▶ _Supplied text_:
Traditional Web Server:
The pizza shop receives a call for the initial order and starts the pie. Then the customer calls back periodically to check if the pie is done because the pizza shop cannot call back or deliver.
In a traditional web server, the person making pizzas only makes one at a time and can't do anything else until that pizza is done and delivered. In an evented model, each pizza maker makes many pizzas at once, and just watches for events (the oven timer goes off) and acts on them. (takes the pizza out) Sometimes if a task is taking him too long, he'll ask an assistant to work on it so that he can get back to making pies.
The hardware is doing fundamentally the same thing either way, but in the threaded model, it's also doing a lot of other stuff that you probably don't care about.
So, to explain it to my grandma: It's just a simpler way to think about it. There isn't really a big difference.
No, the advantage of doing it in userspace code is that you can paper over the deficiencies of the layers under the one you are working in with significant manual effort. Node.js introduced the concurrency problems when it selected Javascript as one of the layers, it doesn't get much credit in my mind for then solving them at great effort and with horrible damage done to the resulting program structures. The problems Node.js solves are not fundamental to programming, they are fundamental to Javascript.
Pick something like Erlang and the problem never exists in the first place. You don't have to paper over the deficiencies in the lower levels, because the levels below the code you're writing aren't deficient for concurrency in the first place.
I should point out that in general this is not necessarily a bad thing; alas, there's always some way your lower layers are deficient, and it's far worse when they make it impossible to paper over the problem. Still, you will never end up with simpler code. More specialized, oh my yes, but certainly not simpler. And the wisdom of picking a layer that is fundamentally deficient for your core target problem then papering over it seems pretty limited to me.
Now, be fair: Erlang papers over the deficiencies of the lower layers (namely, the kernel) with significant manual effort. It's just that someone else has already gone to this effort. BEAM is an event-based server behind the scenes, with lots of syntactic sugar to make it look multithreaded. The PLT Scheme webserver is another example of this.
I also didn't mean to suggest that the code itself is necessarily simpler. It can be, but (as the node.js example proves) it is certainly not always. The scheduling algorithm, on the other hand, is typically much simpler. Namely, it's typically "round-robin cooperative multitasking." No serious operating system since Windows for Workgroups has actually tried to use round-robin cooperative multitasking.
All the other "thread stuff" is typically simplified as well: smaller stacks (if any at all), simpler context-switching code, that sort of thing. The actual encoding of the business logic? That depends on the problem.

▶ _Exercise requirements_:
Please change "context-switching code" to "task-switching code" in the server discussion from "All the other" through "on the problem.", and give that part again. The records have no connection to the server discussion.

▶ _Records_:
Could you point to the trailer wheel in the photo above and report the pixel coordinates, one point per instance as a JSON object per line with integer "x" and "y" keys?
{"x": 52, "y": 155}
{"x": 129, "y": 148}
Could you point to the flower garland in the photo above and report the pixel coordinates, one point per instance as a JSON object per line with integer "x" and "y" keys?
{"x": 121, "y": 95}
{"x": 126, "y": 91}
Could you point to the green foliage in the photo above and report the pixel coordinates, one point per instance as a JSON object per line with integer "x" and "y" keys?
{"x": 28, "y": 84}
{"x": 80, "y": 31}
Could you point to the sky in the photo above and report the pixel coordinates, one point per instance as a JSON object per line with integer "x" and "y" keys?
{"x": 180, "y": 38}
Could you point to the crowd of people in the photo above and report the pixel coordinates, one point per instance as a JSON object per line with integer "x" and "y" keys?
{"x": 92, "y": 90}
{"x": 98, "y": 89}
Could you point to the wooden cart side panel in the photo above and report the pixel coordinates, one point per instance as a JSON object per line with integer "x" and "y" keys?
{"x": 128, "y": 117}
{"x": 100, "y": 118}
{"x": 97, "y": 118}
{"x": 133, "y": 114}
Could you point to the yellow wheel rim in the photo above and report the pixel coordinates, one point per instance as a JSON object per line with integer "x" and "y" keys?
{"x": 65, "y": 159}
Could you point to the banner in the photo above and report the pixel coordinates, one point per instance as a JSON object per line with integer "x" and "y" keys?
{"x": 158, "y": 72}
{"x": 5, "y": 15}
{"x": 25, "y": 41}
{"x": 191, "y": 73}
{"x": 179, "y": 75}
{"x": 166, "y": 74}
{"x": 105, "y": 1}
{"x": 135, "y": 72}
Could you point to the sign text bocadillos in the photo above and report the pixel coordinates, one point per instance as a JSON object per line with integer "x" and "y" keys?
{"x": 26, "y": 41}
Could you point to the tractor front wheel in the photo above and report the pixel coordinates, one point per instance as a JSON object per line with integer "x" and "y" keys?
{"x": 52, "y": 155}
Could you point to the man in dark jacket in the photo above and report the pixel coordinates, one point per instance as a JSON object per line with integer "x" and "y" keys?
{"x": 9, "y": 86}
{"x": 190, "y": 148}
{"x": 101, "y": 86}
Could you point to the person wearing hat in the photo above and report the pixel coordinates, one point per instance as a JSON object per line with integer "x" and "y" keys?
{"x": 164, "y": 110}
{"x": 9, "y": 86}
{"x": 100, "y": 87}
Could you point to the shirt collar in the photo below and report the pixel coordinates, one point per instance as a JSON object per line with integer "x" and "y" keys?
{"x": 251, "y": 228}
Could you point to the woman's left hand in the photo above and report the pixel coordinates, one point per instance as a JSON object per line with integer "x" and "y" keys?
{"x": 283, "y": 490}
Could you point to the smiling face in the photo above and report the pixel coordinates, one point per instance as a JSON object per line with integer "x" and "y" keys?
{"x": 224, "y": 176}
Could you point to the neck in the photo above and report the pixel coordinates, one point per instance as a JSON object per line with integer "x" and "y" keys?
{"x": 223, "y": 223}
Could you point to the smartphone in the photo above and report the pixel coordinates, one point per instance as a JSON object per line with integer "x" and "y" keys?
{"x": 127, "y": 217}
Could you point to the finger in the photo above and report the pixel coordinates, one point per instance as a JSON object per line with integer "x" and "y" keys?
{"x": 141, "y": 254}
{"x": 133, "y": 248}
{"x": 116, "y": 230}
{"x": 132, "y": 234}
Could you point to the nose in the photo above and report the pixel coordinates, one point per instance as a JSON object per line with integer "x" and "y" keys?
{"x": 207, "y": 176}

▶ _Output for this exercise_:
All the other "thread stuff" is typically simplified as well: smaller stacks (if any at all), simpler task-switching code, that sort of thing. The actual encoding of the business logic? That depends on the problem.